**PROVIDED DATA**.
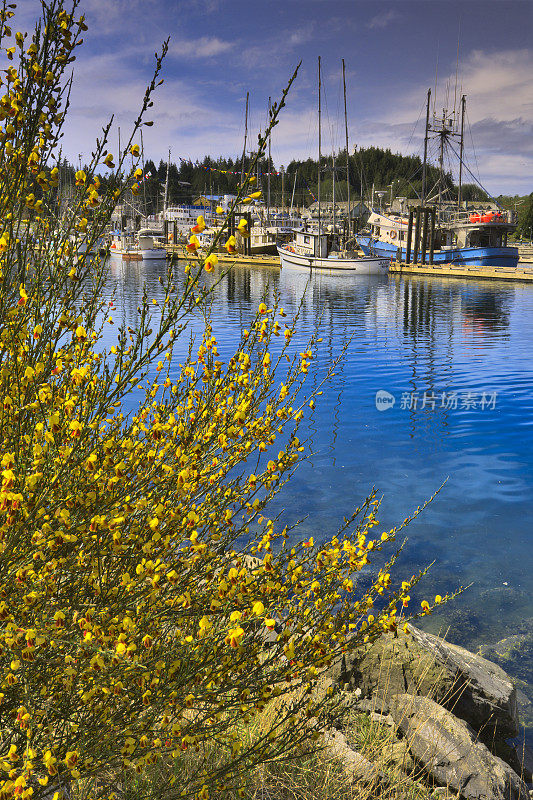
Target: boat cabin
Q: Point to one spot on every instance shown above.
(311, 243)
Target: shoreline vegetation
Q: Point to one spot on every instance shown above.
(152, 614)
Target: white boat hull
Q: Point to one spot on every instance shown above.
(158, 253)
(364, 265)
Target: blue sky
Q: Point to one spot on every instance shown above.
(220, 49)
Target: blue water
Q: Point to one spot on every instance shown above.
(408, 336)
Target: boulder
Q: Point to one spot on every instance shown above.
(356, 765)
(450, 752)
(418, 663)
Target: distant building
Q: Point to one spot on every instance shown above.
(358, 211)
(401, 205)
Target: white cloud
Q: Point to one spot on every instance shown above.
(204, 47)
(383, 19)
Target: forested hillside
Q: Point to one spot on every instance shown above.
(397, 175)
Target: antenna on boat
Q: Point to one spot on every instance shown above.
(426, 136)
(165, 201)
(245, 136)
(457, 69)
(269, 164)
(144, 177)
(461, 146)
(293, 191)
(436, 79)
(319, 138)
(347, 151)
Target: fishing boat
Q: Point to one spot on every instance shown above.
(325, 249)
(462, 236)
(144, 246)
(317, 251)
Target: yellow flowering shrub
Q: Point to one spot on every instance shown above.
(147, 603)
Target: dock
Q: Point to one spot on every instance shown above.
(225, 258)
(460, 271)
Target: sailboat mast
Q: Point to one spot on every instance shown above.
(293, 191)
(319, 140)
(245, 136)
(461, 146)
(349, 216)
(144, 177)
(269, 163)
(166, 188)
(442, 134)
(424, 165)
(333, 197)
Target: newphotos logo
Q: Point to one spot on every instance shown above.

**WHAT THE TASK REQUIRES**. Rewrite the material from the line with "Target: fishing boat" through the end, replacing "spot" with "location" and leaving everything else unchanged.

**REPLY**.
Target: fishing boat
Q: Point to one location on every instance shown above.
(325, 249)
(462, 236)
(144, 246)
(317, 251)
Target: yellow flowering shrub
Q: Point to one location on every instance shown above.
(147, 603)
Target: dock
Q: Point to one location on every instance shown above.
(225, 258)
(460, 271)
Target: sailboat mast
Q: Point to one location on every instance shown above.
(293, 191)
(319, 140)
(245, 136)
(461, 146)
(349, 216)
(144, 177)
(269, 163)
(166, 188)
(442, 134)
(424, 165)
(333, 197)
Target: newphotos logo
Q: Point to one location on every instance shown above.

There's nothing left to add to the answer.